Can you rewrite the listing from the line with "of the open" to the line with "x=207, y=117", replacing "marker" with "pin" and leaving everything else unchanged?

··········

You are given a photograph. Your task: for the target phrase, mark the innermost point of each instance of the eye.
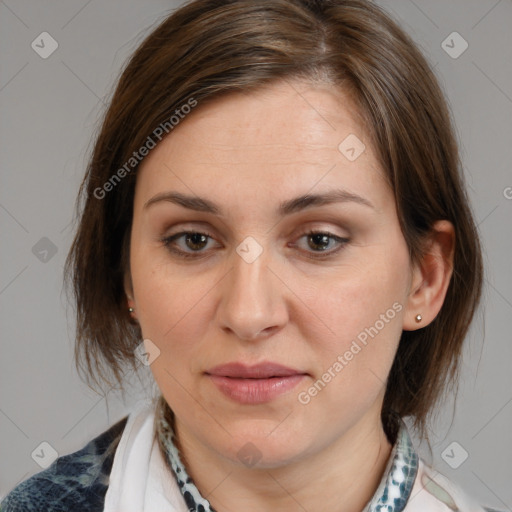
(322, 240)
(196, 241)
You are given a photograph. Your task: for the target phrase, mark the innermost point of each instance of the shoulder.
(77, 481)
(434, 491)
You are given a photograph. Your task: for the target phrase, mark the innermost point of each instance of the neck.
(345, 475)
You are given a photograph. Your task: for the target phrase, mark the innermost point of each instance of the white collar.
(141, 480)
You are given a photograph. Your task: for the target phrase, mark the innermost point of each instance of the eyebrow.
(288, 207)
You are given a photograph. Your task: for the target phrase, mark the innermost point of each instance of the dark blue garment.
(76, 482)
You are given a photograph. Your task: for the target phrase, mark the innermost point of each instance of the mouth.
(256, 384)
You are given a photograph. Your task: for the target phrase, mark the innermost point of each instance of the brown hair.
(210, 47)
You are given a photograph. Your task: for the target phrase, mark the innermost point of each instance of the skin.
(248, 153)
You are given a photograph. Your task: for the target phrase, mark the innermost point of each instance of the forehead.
(284, 136)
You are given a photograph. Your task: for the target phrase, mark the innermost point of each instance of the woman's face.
(308, 325)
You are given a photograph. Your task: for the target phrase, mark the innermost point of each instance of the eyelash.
(167, 241)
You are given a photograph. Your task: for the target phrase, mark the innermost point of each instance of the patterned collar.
(391, 496)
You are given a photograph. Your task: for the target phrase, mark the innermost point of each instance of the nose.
(253, 302)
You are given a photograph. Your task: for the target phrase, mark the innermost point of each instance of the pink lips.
(254, 384)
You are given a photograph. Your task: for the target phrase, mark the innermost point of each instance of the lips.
(252, 385)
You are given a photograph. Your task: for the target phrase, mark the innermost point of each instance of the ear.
(431, 277)
(128, 290)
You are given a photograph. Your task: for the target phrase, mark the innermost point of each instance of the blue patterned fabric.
(79, 481)
(76, 482)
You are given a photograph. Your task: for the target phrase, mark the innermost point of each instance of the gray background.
(49, 111)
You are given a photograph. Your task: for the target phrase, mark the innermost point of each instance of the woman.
(275, 222)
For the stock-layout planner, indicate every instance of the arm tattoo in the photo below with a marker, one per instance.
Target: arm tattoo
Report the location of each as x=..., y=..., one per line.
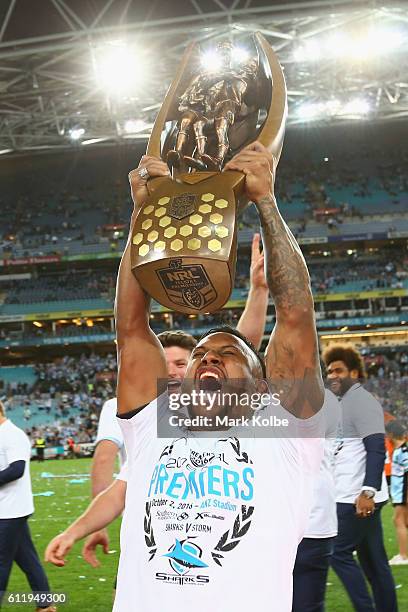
x=286, y=271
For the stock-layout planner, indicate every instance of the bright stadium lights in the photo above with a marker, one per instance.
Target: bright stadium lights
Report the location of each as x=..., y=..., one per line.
x=336, y=44
x=93, y=141
x=117, y=69
x=240, y=55
x=309, y=110
x=308, y=52
x=211, y=60
x=358, y=107
x=133, y=126
x=76, y=133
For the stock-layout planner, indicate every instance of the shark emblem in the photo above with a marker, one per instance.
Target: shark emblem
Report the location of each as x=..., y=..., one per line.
x=185, y=555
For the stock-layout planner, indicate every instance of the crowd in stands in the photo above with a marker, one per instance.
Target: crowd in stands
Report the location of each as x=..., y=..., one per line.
x=377, y=274
x=54, y=201
x=72, y=391
x=71, y=284
x=383, y=271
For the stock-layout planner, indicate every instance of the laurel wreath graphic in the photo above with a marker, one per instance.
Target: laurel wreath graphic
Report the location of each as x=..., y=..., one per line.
x=149, y=535
x=242, y=457
x=231, y=538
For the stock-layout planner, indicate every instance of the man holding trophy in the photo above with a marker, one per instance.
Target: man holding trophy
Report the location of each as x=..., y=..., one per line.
x=218, y=492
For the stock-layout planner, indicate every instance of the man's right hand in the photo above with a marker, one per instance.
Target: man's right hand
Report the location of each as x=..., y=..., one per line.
x=138, y=185
x=99, y=538
x=58, y=548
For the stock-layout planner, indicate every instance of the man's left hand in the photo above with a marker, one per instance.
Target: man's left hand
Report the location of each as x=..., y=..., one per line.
x=258, y=165
x=365, y=507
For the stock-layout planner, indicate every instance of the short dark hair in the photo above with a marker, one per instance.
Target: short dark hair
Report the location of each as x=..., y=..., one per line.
x=226, y=329
x=177, y=338
x=348, y=355
x=396, y=429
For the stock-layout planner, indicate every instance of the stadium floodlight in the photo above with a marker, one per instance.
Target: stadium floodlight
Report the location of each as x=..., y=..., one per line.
x=336, y=44
x=211, y=60
x=133, y=126
x=309, y=110
x=76, y=133
x=309, y=51
x=357, y=107
x=118, y=69
x=240, y=55
x=93, y=140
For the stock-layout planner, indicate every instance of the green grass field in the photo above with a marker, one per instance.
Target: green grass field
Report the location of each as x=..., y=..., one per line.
x=91, y=589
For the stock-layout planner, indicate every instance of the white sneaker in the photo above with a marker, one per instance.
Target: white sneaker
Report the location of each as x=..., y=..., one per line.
x=398, y=560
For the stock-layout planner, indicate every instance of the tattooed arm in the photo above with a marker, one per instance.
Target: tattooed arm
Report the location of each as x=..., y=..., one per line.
x=138, y=349
x=292, y=355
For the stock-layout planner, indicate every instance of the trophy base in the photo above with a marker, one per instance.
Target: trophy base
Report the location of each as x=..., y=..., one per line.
x=184, y=242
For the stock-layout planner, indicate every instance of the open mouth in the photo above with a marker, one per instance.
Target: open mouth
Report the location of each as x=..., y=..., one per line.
x=209, y=380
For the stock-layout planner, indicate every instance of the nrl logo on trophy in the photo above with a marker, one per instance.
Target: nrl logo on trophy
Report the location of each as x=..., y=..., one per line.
x=207, y=117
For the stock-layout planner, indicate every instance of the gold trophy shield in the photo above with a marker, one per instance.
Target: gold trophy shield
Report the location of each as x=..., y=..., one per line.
x=184, y=242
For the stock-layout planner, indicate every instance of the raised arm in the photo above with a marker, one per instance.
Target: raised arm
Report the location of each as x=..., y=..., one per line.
x=253, y=318
x=292, y=359
x=141, y=359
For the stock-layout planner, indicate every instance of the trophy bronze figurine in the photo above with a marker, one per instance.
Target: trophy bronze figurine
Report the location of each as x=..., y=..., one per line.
x=184, y=241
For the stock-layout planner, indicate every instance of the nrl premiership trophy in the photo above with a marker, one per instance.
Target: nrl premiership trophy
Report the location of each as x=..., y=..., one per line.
x=184, y=241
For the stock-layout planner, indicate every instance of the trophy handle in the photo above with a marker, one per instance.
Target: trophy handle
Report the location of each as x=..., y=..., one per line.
x=273, y=129
x=154, y=144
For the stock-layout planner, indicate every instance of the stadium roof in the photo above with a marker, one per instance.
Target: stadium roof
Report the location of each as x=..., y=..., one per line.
x=78, y=72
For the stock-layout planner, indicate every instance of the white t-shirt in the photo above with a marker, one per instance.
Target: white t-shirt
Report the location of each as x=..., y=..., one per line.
x=108, y=428
x=16, y=498
x=224, y=515
x=361, y=416
x=323, y=515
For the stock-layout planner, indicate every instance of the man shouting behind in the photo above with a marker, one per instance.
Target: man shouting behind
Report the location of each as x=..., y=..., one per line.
x=214, y=512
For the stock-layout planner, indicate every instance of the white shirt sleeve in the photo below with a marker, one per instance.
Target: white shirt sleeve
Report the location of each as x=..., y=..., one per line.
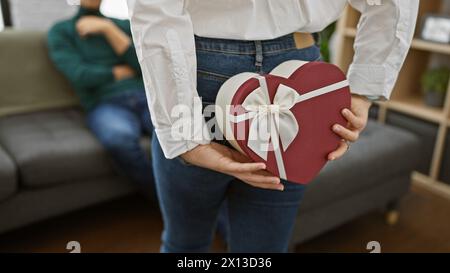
x=164, y=39
x=382, y=42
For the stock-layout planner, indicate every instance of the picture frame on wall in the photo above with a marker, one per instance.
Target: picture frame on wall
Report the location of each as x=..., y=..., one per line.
x=436, y=28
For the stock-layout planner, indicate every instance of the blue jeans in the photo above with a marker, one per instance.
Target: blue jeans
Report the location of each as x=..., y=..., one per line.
x=118, y=123
x=191, y=197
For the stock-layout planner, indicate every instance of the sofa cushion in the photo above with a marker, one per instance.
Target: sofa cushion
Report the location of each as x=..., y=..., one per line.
x=381, y=152
x=30, y=81
x=8, y=181
x=53, y=147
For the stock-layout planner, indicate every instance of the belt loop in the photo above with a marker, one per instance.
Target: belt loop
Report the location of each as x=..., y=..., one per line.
x=259, y=54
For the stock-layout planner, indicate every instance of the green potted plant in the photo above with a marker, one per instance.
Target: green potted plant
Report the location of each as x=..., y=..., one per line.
x=434, y=86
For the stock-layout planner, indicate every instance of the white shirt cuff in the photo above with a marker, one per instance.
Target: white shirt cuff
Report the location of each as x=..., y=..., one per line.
x=371, y=80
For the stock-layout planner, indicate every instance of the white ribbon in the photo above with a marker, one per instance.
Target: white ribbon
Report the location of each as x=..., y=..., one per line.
x=275, y=123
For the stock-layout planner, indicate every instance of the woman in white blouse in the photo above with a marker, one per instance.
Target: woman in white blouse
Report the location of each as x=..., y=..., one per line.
x=189, y=48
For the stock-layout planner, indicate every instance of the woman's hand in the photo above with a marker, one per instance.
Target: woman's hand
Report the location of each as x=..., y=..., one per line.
x=357, y=120
x=222, y=159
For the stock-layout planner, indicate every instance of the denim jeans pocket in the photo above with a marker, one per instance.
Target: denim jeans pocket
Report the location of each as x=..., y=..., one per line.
x=208, y=85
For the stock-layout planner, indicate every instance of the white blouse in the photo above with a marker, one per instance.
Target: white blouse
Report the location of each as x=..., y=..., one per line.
x=163, y=33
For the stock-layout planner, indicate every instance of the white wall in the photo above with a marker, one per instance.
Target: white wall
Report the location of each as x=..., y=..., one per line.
x=115, y=8
x=1, y=19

··········

- _Solution to this exercise_
For the stock-layout planner, indicate every instance of the open mouth in the photo above with a pin, one per instance.
Target: open mouth
Report the location of each as x=..., y=..., one per line.
x=209, y=380
For the stock-layout planner, indicate every instance of the nrl logo on trophy in the photo above with a pin, one per instance.
Target: nrl logo on trophy
Report the location of each as x=..., y=..., one per line.
x=207, y=117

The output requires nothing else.